> Do this: List as a numbered list the part that opens at the start of the records and closes with the line containing "x=475, y=555", leaving out any blank lines.

> Pointing entries for named objects:
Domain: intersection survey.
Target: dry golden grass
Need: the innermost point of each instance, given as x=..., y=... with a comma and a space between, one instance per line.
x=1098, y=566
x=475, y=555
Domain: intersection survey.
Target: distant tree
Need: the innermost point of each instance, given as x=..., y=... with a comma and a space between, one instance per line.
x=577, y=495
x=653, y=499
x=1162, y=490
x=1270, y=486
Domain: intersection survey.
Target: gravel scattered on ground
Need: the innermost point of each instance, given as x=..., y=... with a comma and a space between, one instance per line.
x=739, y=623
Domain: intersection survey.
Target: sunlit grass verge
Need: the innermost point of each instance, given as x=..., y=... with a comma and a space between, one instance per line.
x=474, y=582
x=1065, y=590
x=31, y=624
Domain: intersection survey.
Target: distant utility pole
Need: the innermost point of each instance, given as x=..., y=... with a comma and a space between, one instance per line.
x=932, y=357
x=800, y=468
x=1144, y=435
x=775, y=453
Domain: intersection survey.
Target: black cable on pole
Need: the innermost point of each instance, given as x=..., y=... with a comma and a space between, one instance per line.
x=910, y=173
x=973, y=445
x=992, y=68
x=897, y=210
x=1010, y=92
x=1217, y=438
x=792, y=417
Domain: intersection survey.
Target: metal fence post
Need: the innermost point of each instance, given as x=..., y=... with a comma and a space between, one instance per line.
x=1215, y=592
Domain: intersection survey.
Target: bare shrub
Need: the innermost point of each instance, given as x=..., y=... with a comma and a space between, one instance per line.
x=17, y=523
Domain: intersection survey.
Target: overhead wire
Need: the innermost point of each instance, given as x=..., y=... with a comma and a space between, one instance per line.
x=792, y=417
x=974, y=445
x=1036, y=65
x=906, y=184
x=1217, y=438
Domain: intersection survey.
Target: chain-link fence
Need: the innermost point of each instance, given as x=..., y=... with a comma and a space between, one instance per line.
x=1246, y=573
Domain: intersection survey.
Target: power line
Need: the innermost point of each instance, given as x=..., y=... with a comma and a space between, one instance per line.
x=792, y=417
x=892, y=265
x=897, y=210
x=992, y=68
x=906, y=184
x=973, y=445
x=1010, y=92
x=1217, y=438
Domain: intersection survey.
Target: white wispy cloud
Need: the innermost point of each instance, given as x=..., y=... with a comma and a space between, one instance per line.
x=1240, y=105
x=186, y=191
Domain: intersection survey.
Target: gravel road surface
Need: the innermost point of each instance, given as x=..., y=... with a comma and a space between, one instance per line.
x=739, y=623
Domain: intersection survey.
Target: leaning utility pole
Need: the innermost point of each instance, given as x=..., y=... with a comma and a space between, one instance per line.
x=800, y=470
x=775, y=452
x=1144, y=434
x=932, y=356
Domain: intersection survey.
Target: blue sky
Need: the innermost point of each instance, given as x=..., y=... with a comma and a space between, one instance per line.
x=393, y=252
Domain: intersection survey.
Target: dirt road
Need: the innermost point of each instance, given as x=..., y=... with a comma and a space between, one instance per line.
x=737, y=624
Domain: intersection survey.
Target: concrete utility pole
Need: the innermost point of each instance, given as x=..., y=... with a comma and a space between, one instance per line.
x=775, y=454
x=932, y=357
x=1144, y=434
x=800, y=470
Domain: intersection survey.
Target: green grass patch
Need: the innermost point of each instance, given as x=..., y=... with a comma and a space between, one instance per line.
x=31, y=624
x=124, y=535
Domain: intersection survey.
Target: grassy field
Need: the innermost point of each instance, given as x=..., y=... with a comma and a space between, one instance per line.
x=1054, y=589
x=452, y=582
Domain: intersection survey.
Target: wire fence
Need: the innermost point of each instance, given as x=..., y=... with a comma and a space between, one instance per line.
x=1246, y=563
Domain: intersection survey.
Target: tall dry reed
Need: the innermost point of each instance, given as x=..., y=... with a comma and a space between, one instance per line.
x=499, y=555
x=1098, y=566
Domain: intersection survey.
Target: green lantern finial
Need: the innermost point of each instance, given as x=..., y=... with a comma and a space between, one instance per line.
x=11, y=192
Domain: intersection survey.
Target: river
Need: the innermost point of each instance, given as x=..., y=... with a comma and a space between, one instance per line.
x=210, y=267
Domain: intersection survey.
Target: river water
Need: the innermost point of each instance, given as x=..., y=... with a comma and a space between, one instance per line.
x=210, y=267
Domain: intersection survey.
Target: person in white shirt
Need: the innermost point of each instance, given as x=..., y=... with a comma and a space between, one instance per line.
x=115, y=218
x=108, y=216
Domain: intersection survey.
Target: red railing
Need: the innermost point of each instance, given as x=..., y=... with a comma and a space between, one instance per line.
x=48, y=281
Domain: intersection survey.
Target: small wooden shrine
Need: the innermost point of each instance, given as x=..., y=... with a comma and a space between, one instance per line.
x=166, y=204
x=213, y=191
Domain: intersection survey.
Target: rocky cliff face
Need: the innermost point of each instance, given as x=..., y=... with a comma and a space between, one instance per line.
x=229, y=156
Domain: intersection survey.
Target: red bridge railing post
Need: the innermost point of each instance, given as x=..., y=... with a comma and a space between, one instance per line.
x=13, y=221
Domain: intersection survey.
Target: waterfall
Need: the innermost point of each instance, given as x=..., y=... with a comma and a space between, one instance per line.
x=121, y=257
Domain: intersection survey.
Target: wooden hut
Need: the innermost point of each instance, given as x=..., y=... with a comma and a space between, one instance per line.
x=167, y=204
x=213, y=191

> Task output:
1. Domain: intersection survey.
2. Target: dry golden grass
3. Need: the innermost point of each instance, given as x=..., y=... with a comma and a space between, one instance per line.
4. x=1098, y=566
5. x=475, y=555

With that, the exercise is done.